> Goal
Omit the pictures and return every entry exactly as written.

> Entries from a pointing dataset
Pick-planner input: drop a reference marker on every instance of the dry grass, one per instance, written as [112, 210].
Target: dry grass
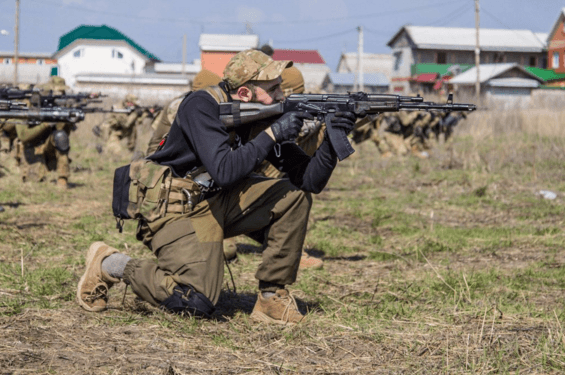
[448, 265]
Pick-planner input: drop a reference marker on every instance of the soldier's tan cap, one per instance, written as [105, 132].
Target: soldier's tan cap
[252, 65]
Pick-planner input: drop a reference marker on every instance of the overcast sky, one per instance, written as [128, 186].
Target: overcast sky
[328, 26]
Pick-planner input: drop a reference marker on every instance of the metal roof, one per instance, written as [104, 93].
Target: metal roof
[299, 56]
[227, 42]
[489, 72]
[372, 63]
[545, 74]
[87, 32]
[33, 55]
[348, 79]
[463, 39]
[155, 79]
[556, 23]
[176, 68]
[513, 82]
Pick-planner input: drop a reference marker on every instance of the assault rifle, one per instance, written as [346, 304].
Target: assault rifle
[66, 100]
[18, 110]
[324, 107]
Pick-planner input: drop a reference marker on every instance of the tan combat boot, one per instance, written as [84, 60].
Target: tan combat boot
[93, 287]
[280, 309]
[62, 183]
[308, 262]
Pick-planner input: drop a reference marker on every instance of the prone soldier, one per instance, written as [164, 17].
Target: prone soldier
[45, 146]
[120, 126]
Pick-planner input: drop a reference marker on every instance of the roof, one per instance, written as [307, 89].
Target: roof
[441, 69]
[463, 39]
[556, 23]
[545, 74]
[100, 33]
[542, 37]
[426, 77]
[155, 79]
[162, 68]
[489, 72]
[513, 82]
[348, 79]
[227, 42]
[299, 56]
[32, 55]
[372, 63]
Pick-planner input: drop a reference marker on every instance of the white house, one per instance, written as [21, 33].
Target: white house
[101, 58]
[506, 82]
[33, 67]
[414, 46]
[372, 63]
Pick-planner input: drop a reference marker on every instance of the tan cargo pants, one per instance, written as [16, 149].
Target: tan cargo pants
[189, 250]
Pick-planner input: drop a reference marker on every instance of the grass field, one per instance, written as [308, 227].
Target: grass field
[449, 265]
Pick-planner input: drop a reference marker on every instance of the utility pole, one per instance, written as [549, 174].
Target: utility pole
[358, 84]
[16, 42]
[360, 59]
[477, 49]
[183, 55]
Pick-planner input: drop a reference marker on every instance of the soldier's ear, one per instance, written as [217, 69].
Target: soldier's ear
[244, 94]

> The output
Pick-planner input: drop a reference marker on every instance of the dry grass, one per instance, written as [112, 210].
Target: dry grass
[448, 265]
Pick-planner input: drop a reference marker on every instance of the soldier's tan cap, one per instance, written as [105, 132].
Target: soldier's tan cap
[252, 65]
Pick-planner input: drop a reference marker on every instance of the overcast sky, one per instance, written as [128, 186].
Target: overcast sky
[328, 26]
Pick-planner input: drop a reference marker on every instance of the metal roof, one per instance, written as [104, 93].
Target: metal roof
[299, 56]
[227, 42]
[489, 72]
[372, 63]
[545, 74]
[87, 32]
[33, 55]
[348, 79]
[463, 39]
[155, 79]
[556, 23]
[176, 68]
[513, 82]
Pick-planner input: drop a reference marker on every instance of the assault rifle, one per instance, written as [346, 304].
Target: assault rifle
[66, 100]
[18, 110]
[324, 107]
Pick-planner input: drop a reference marker on every instance of the tan combat boot, one per instance, written as [84, 60].
Target: tan combat boot
[93, 287]
[280, 309]
[62, 183]
[308, 262]
Pick-planner input: drop a reference marker on every instance of the prone soldier, one per instance, written as [164, 17].
Target: prone soldier
[45, 146]
[120, 126]
Pick-planner input: drop a reference marker on every instance of the roof, one per instance, written as [307, 89].
Target: roof
[441, 69]
[463, 39]
[556, 23]
[545, 74]
[100, 33]
[542, 37]
[426, 77]
[155, 79]
[162, 68]
[489, 72]
[513, 82]
[348, 79]
[227, 42]
[299, 56]
[32, 55]
[372, 63]
Pick-planner input: drop a reference marker on every instance of the white house, one per instance, written as [21, 33].
Target: white house
[101, 58]
[506, 82]
[33, 67]
[414, 46]
[372, 63]
Pick-planner input: drop a reference marker on every instance of the tan cargo pants, one per instance, written as [16, 149].
Target: tan cargo pants
[189, 250]
Pick-planner input: drop a reference marker on every instance of the grass field, one per instance, written as [308, 227].
Target: grass field
[449, 265]
Pick-planner input: drop a reference marker on every instance of the utility pole, one per instance, written as [549, 174].
Target: utility pole
[358, 84]
[16, 42]
[360, 59]
[477, 49]
[183, 55]
Pick-planner input: drop a reference marker on every instance of the soldier's ear, one per instance, written as [217, 69].
Target: soldier's ear
[244, 94]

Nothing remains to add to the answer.